▶ TASK STATEMENT
Across the entries below, how many lines have the string "wooden" in them? Reply with only the number.

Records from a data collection
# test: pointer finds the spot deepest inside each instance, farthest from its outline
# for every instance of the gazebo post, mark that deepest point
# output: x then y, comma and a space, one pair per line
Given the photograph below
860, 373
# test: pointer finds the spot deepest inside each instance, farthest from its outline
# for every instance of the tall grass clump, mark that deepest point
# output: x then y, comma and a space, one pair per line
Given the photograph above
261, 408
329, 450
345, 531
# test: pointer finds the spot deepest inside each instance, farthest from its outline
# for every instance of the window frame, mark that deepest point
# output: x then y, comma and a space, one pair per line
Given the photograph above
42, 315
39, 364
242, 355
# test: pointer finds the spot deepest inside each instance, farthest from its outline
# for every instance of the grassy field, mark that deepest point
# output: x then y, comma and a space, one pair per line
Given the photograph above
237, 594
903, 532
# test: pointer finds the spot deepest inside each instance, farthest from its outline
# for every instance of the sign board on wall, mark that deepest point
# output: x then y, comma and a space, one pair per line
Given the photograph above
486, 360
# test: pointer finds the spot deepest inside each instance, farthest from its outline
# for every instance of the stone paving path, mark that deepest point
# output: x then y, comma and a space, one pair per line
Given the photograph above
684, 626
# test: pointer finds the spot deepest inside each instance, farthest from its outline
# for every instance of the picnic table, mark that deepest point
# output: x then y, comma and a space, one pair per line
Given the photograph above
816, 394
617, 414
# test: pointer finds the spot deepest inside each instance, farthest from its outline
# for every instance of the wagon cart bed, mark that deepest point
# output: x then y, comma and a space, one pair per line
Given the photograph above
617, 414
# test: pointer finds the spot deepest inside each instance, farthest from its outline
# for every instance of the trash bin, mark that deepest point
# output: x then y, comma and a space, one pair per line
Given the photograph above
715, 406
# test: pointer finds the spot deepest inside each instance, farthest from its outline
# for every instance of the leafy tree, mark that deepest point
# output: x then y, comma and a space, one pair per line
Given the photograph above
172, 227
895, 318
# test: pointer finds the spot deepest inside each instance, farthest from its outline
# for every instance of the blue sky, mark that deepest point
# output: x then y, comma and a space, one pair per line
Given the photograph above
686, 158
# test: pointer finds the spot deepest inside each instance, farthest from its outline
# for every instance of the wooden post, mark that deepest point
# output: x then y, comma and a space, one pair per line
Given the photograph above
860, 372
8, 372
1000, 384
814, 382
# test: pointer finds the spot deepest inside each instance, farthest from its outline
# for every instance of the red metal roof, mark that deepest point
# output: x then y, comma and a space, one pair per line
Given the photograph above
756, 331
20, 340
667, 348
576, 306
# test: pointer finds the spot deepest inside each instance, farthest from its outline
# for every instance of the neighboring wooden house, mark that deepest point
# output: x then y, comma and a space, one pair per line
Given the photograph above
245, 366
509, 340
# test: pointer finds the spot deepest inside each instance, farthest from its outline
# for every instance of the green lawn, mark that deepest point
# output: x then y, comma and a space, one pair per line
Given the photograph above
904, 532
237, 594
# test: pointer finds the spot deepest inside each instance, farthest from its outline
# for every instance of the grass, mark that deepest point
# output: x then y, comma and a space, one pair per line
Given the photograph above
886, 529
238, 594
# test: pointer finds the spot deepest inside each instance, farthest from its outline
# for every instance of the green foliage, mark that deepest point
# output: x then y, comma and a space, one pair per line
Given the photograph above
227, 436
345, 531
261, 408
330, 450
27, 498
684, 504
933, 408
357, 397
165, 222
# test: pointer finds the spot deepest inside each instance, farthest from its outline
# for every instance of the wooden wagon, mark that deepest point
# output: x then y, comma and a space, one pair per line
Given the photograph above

▶ RESULT OF THE EXERCISE
3